Answer these questions using the passage on clusteroluminescent micelles:
(a) At the end of which surfactant chain was the DETMI chromophore attached?
(b) What kind of domain did nanosecond-resolved spectroscopic analyses show the micellar core to be?
(c) Which two substances were used in the penetration experiments?

───── Extracted text ─────

To address these challenges, we introduce a self-reporting supramolecular gating strategy that integrates structural regulation and environmental sensing within a single molecular framework. Clusteroluminescence is a unique photophysical phenomenon arising from nonconjugated molecular clusters, which has been observed to show notable sensitivity to local polarity and confinement.^29,30 By embedding clusteroluminescence units into micellar assemblies, the emission response of the clusters could serve as a self-reporting probe of the microenvironment, while their aggregation state serves as a molecular gate that governs the accessibility and hydration of the core. As a proof of concept, we covalently integrated a maleimide-derived clusteroluminescence chromophore (DETMI) at the end of a cetyltrimethylammonium (C₁₆TAB) surfactant chain. The resulting DETMI-C₁₆TAB forms micelles with environment-sensitive emission and intrinsic chemical reactivity, enabling multimodal monitoring of the micellar microenvironment. Nanosecond-resolved spectroscopic analyses revealed that the micellar core constitutes a moderately polar and dynamically relaxing domain. Spectroscopic investigations further indicated that solubilization expands the micellar interface to facilitate water penetration, whereas water-miscible organic solvents perturb micellar packing, inducing transient swelling followed by collapse at higher solvent fractions. To validate the inferred chemical accessibility of the micellar interior, penetration experiments with hydroxide ions and butanethiol confirmed that both hydrophilic and hydrophobic small molecules can diffuse into the micellar core (Scheme 1). This work presents a proof-of-concept design strategy for constructing self-reporting micellar systems, offering new opportunities for real-time tracking, adaptive regulation, and functional design of soft matter across nanoscience, materials chemistry, and biomedicine.

Scheme 1 Schematic illustration of clusteroluminescent molecular gating that transforms dry inert micellar cores into hydrated reactive nanospaces.

───── Entries ─────

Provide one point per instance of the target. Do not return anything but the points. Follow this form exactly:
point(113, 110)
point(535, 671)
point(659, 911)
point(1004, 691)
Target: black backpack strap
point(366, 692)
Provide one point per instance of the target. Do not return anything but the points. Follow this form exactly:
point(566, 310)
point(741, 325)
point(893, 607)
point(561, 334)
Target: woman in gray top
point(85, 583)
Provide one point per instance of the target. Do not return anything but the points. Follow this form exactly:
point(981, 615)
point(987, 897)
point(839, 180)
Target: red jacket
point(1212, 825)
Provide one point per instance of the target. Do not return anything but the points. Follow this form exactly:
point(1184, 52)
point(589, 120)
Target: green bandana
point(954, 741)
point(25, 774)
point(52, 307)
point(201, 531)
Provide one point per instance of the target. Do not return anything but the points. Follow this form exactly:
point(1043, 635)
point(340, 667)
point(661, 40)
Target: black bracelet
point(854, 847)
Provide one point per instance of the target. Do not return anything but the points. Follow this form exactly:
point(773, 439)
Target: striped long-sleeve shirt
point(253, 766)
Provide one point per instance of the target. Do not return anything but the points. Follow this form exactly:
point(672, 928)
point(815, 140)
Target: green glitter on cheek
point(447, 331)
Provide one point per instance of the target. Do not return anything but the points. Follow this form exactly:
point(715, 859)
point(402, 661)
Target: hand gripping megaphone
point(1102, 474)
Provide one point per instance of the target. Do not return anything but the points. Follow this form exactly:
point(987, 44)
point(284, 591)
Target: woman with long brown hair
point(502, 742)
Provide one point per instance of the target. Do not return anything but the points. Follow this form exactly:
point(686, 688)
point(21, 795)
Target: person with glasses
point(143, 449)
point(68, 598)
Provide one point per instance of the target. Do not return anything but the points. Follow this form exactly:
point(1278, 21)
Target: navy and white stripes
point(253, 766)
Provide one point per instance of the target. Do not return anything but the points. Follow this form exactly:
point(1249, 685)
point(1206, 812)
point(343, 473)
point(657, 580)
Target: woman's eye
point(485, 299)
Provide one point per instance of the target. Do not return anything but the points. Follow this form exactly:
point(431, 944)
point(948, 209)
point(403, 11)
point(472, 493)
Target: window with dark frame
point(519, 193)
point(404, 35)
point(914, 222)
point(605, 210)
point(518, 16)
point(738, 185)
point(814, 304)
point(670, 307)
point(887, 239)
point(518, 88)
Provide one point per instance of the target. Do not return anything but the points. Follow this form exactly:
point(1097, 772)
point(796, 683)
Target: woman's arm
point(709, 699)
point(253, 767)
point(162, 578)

─────

» **Expected output**
(a) Cetyltrimethylammonium (C₁₆TAB)
(b) A moderately polar and dynamically relaxing domain
(c) Hydroxide ions and butanethiol